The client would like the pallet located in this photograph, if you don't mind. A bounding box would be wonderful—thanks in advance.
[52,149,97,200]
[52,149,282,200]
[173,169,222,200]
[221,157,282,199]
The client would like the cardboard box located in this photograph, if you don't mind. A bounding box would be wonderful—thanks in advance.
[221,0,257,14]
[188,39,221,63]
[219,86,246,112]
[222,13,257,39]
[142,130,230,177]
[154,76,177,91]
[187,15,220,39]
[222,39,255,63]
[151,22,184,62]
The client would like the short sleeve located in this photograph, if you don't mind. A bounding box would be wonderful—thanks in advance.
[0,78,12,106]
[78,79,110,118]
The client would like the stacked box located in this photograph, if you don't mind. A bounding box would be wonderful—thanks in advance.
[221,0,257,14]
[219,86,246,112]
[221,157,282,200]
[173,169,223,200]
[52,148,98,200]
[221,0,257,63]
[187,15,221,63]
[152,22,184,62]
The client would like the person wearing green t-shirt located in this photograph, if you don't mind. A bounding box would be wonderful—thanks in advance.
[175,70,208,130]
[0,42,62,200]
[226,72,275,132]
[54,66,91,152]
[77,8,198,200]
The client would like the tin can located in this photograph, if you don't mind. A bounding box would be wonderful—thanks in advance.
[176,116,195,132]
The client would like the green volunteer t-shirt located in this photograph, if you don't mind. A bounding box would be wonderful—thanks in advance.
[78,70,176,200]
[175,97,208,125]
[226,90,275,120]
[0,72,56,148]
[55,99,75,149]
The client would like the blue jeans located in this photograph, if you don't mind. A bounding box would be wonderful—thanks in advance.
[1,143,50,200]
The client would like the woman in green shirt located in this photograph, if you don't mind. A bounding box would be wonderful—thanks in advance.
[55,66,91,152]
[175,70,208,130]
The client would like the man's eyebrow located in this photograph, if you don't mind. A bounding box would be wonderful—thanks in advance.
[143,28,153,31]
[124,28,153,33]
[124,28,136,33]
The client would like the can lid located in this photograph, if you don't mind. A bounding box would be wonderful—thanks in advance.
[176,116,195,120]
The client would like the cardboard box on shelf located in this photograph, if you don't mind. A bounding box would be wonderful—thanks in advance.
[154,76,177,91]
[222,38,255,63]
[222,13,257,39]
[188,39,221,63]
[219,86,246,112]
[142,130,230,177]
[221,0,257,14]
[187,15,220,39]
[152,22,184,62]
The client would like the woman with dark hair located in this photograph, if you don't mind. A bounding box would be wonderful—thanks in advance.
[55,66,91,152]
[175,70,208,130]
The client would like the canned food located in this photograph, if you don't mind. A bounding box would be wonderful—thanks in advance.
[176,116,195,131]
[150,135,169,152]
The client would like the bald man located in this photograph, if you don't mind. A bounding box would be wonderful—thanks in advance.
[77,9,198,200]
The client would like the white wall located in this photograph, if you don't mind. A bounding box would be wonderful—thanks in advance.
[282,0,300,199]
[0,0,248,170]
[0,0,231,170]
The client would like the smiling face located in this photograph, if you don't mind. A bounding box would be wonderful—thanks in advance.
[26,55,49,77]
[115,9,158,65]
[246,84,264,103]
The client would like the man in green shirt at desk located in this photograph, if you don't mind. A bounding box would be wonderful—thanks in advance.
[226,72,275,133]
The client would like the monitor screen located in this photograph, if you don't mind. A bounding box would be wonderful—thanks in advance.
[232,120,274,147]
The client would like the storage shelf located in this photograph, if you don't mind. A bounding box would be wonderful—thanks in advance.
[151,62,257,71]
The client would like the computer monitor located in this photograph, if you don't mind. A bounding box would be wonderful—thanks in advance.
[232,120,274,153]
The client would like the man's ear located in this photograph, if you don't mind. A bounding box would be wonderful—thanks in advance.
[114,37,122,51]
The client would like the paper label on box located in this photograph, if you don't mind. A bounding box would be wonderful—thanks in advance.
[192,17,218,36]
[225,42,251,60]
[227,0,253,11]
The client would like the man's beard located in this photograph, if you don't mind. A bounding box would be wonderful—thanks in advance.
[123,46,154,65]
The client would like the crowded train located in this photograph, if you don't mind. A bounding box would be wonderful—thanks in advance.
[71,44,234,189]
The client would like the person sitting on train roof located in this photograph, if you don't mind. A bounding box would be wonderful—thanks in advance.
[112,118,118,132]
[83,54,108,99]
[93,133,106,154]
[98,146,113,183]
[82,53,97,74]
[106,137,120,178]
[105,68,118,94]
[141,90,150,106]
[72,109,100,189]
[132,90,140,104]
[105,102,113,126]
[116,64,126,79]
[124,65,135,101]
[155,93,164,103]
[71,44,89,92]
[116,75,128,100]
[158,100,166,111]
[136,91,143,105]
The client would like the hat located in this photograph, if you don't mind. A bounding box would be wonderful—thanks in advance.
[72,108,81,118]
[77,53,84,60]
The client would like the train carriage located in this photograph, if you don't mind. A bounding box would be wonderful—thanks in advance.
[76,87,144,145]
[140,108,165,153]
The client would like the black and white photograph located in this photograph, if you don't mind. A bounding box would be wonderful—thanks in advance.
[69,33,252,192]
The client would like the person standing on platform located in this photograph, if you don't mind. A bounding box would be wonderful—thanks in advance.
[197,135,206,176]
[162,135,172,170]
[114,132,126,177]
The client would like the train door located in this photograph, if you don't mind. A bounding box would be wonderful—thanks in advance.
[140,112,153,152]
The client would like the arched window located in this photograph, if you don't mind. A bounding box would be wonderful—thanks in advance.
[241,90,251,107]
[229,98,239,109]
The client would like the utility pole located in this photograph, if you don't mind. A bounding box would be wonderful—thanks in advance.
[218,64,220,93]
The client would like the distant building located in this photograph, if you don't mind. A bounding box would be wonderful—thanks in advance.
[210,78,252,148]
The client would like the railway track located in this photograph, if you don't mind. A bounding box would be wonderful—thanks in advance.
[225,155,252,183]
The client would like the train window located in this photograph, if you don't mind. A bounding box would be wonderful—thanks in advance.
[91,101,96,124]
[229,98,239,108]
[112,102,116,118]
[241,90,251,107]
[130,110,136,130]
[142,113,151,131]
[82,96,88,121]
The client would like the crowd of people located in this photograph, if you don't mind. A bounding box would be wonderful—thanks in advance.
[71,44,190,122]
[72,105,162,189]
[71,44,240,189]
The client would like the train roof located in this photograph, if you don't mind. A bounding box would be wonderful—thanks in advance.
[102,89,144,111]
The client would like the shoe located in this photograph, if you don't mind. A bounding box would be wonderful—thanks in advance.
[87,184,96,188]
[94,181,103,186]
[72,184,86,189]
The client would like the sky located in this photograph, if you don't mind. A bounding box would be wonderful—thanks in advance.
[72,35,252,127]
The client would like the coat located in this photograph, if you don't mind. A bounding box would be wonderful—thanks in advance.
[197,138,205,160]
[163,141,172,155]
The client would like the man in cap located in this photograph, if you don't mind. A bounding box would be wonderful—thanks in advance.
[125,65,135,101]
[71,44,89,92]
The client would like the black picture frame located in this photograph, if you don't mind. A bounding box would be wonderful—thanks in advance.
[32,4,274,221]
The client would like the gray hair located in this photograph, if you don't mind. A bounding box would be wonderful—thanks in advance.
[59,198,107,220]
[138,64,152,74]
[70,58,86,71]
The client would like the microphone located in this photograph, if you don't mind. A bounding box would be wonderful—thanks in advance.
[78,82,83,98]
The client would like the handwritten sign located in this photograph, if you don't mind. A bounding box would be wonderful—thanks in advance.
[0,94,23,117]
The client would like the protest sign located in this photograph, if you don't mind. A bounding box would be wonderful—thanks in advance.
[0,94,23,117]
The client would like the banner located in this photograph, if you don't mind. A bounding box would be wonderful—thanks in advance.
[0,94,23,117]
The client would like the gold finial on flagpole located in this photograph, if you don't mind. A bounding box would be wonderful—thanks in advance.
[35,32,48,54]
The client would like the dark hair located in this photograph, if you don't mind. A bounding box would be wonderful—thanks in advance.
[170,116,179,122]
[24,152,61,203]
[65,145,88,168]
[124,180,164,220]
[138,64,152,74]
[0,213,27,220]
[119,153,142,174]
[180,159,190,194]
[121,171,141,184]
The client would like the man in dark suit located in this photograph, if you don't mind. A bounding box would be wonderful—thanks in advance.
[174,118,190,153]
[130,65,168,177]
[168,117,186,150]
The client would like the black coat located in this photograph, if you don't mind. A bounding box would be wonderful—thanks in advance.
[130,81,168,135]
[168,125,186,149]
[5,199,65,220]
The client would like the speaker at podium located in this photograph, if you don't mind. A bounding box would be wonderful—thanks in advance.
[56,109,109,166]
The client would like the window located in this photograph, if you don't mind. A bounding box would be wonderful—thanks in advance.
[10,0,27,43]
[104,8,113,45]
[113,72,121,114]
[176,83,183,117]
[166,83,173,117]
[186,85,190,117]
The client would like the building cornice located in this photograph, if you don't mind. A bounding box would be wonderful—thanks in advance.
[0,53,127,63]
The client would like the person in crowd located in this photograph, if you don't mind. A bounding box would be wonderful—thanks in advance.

=-=-=

# [What you should do]
Swap "client" for "customer" in the lines starting at the one containing "The client would like the banner" and ending at the one containing "[186,85,190,117]", leaving everything else unchanged. Give back only those lines.

# [Exercise output]
The customer would like the banner located in this photograph, if you don't mind. A bounding box would be wonderful—thanks in advance.
[0,94,23,117]
The customer would like the gold finial on flagpole located in this photograph, if you don't mind. A bounding box would be wonderful—thanks in advance.
[35,32,48,54]
The customer would like the dark hair located in this photograph, if you don't mind. A bounding box would be wonderful—thanks in advance.
[170,116,179,122]
[24,152,61,203]
[65,145,88,168]
[124,180,164,220]
[138,64,152,74]
[0,213,27,220]
[119,153,142,174]
[180,159,190,194]
[121,171,141,184]
The customer would like the man in dark suit located in this photograph, if you don't mind. A bounding box would be wonderful—thanks in advance.
[174,118,190,153]
[130,65,168,177]
[168,117,186,150]
The customer would like the black coat located in this photograph, if you don't mind. A bounding box would be wonderful—thanks in advance.
[130,81,168,135]
[168,125,186,149]
[5,199,65,220]
The customer would like the speaker at podium located in this photograph, if you don't mind. A bounding box would be wonderful—thanks in advance.
[56,109,109,166]
The customer would like the window located in this photograph, if you don't mind. A bounding box would be wonderful—thanks in advance.
[10,0,27,43]
[104,8,113,45]
[113,72,121,114]
[176,83,183,117]
[166,83,173,117]
[186,85,190,117]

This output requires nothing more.